>> Start The input
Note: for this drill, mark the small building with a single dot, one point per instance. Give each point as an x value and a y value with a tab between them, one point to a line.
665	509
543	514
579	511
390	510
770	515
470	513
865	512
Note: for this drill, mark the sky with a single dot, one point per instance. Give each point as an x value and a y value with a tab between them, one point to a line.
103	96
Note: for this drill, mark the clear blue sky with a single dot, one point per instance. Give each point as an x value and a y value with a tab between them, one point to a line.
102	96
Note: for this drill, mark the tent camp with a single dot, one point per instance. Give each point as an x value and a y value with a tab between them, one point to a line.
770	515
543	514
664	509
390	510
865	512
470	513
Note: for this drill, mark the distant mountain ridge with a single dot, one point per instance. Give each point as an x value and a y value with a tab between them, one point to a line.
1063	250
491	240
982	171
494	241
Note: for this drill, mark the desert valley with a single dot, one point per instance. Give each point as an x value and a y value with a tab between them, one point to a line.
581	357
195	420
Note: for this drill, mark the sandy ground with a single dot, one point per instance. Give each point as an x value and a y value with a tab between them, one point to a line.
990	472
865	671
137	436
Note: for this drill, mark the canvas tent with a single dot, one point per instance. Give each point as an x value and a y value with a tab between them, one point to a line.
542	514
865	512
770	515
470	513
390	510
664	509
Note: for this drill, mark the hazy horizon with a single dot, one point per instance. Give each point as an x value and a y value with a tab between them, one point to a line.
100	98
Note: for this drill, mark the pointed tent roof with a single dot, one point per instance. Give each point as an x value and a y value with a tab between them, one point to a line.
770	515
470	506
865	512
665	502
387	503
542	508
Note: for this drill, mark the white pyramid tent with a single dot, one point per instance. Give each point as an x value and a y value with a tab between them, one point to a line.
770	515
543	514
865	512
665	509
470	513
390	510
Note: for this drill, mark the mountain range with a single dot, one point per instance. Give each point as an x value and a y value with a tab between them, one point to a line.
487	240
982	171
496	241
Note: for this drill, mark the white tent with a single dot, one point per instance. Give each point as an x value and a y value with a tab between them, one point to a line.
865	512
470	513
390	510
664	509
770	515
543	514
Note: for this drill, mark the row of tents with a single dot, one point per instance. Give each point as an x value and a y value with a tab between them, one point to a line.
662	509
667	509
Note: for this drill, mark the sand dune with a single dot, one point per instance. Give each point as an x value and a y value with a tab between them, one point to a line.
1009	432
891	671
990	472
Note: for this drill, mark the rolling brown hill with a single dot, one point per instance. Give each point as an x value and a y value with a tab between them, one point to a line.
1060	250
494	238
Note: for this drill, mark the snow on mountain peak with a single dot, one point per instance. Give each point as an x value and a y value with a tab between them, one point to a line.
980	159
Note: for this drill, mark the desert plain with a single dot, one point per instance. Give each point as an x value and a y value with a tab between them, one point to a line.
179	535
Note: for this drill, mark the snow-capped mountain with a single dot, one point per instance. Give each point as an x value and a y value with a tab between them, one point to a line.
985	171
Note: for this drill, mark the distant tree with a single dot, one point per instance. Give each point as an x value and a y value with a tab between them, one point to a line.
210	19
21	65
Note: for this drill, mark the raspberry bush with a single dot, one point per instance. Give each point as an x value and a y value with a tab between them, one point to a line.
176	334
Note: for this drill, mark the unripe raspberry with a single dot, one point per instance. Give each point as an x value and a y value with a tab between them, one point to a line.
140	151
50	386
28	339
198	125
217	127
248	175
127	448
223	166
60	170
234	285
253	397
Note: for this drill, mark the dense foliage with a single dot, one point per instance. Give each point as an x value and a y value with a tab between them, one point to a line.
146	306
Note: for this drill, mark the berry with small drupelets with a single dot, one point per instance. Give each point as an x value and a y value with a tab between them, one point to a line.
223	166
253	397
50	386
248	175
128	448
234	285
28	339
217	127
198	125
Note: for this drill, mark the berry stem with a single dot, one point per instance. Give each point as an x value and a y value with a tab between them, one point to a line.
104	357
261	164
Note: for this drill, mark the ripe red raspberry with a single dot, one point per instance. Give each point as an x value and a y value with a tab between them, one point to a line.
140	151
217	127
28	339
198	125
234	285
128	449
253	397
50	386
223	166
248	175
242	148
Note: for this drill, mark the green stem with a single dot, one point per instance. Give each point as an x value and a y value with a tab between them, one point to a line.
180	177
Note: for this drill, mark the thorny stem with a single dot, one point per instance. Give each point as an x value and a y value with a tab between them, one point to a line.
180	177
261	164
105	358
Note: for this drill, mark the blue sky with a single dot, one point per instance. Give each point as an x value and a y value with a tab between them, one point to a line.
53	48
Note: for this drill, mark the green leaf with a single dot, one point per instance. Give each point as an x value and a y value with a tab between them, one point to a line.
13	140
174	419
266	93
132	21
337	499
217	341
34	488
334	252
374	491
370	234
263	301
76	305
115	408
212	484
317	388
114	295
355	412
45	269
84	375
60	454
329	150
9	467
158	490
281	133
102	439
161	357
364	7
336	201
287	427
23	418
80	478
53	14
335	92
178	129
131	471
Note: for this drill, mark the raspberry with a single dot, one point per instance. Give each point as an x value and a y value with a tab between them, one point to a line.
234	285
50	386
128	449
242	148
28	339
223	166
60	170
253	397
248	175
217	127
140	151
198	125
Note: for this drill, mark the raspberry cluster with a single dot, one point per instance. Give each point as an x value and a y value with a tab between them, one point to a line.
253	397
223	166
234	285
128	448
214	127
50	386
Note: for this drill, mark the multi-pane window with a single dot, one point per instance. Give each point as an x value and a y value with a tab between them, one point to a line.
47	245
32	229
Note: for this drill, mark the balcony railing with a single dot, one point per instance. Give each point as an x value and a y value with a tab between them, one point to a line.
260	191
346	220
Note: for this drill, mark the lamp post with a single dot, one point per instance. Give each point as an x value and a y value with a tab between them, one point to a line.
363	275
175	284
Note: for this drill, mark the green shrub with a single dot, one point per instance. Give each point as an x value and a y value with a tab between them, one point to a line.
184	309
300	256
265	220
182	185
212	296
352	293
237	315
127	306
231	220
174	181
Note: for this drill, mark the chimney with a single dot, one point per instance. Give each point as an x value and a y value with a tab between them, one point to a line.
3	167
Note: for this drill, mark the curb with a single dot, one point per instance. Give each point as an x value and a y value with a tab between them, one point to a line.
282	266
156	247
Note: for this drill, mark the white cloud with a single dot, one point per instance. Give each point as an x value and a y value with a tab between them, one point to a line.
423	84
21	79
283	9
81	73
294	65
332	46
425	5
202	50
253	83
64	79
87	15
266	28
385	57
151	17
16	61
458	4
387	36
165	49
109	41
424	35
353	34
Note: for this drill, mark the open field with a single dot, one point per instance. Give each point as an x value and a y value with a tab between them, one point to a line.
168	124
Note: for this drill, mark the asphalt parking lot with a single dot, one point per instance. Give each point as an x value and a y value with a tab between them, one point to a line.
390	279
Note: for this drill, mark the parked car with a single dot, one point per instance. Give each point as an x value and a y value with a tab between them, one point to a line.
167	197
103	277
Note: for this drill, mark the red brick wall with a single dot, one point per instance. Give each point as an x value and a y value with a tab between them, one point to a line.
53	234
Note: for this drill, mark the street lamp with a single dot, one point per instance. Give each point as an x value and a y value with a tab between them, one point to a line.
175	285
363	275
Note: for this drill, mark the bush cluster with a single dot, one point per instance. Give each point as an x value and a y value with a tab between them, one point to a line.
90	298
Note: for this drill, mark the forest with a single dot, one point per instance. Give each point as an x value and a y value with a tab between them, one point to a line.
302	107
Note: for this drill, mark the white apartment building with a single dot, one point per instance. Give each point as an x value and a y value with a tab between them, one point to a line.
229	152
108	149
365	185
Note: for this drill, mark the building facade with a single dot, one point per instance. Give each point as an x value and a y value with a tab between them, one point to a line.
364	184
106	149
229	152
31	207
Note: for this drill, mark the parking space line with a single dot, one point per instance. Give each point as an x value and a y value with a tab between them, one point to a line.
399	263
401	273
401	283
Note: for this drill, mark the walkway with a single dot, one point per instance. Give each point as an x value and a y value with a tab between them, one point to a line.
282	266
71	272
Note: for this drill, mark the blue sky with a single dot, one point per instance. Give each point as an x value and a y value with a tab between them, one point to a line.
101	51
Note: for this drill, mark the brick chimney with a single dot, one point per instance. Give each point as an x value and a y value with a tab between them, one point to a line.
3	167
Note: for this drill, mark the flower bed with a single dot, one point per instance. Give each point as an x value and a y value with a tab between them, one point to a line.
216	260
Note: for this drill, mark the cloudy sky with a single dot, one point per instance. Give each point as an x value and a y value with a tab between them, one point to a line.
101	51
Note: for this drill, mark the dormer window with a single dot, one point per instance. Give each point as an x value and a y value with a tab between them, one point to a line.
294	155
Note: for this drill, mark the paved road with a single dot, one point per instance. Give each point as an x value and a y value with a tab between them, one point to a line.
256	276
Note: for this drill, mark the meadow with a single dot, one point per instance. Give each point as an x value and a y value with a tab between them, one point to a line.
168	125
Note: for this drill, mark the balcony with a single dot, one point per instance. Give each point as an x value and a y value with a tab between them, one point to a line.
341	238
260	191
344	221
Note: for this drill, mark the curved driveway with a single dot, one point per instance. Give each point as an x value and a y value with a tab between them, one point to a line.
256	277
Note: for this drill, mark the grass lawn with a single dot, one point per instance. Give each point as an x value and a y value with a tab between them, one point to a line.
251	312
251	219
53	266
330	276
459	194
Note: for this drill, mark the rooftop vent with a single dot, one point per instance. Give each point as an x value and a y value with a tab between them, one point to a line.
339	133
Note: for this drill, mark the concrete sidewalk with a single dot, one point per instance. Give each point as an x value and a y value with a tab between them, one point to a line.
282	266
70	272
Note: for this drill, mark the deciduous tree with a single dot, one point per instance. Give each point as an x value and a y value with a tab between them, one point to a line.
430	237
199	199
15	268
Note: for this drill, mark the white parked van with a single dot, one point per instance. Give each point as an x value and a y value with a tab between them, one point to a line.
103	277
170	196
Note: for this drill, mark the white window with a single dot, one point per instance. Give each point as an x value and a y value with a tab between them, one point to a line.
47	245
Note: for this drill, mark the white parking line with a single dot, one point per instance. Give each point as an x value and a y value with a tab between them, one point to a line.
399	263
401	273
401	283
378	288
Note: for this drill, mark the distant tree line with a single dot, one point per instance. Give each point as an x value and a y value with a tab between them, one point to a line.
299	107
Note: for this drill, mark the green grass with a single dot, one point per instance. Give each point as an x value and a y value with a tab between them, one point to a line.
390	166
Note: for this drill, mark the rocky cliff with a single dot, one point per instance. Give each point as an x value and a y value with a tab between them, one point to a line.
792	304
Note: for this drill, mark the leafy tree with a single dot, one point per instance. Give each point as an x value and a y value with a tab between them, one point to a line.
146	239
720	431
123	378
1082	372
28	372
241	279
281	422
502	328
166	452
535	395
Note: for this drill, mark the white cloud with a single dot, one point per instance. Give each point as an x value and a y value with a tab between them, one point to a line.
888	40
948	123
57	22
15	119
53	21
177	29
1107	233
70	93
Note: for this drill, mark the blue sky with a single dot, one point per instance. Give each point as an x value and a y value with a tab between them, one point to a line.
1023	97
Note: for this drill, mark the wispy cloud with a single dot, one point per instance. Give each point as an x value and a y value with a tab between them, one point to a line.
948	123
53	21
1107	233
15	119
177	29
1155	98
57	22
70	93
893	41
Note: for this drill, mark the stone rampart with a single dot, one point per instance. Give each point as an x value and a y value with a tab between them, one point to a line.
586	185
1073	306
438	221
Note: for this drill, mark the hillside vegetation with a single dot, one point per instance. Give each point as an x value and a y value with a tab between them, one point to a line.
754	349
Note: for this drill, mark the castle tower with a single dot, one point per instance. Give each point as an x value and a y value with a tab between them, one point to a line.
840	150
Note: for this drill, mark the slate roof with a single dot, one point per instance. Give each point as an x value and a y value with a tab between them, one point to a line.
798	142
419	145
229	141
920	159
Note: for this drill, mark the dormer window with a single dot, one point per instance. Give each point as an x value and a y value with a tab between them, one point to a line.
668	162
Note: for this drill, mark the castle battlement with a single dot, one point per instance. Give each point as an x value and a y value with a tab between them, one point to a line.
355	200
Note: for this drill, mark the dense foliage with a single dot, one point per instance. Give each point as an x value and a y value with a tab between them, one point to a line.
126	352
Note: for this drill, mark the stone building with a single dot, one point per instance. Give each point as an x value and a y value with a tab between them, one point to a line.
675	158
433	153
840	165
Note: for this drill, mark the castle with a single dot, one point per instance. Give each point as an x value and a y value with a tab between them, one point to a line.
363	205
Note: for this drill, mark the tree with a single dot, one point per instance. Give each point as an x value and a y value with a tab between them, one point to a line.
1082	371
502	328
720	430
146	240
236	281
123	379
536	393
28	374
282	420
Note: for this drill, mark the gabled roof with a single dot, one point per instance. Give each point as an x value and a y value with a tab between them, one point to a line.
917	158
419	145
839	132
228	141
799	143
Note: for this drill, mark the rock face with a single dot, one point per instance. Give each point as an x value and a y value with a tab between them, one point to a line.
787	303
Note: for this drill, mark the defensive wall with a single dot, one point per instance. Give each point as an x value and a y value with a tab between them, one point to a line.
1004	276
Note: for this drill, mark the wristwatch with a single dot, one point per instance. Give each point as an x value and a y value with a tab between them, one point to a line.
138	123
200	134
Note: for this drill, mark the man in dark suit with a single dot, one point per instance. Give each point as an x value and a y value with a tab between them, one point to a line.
>> End The input
#### Stated problem
Reproduce only the lines running from the one with "Note: for this drill, mark the tree" through the final line of the listing above, both ends included.

#### Correct output
Note: for this drill, mark the tree with a single dot, one point per instance. Give each point as an x value and a y value with a tab between them, one point to a line.
1082	371
502	328
720	430
146	240
236	281
123	379
536	393
28	374
282	420
Note: for this drill, mark the gabled roof with a single dot, one point per instance. Give each point as an x value and a y value with a tab between them, one point to a line.
917	158
419	145
839	132
228	141
799	143
Note: for this drill, mark the rock face with a single dot, one point per instance. Give each point as an x value and a y value with a tab between them, one point to a line.
787	303
Note: for this drill, mark the defensive wall with a single dot, one point per instance. Give each point as an x value and a y value with a tab between them, one point to a line.
1004	276
Note: for this drill, mark the wristwatch with a single dot, one point per instance. Give each point as an x value and a y value with a tab between them, one point to a line.
138	123
200	134
Note: for this drill, mark the man in dark suit with a single dot, one point per instance. Give each point as an x value and a y value with a tab between them, one point to a line.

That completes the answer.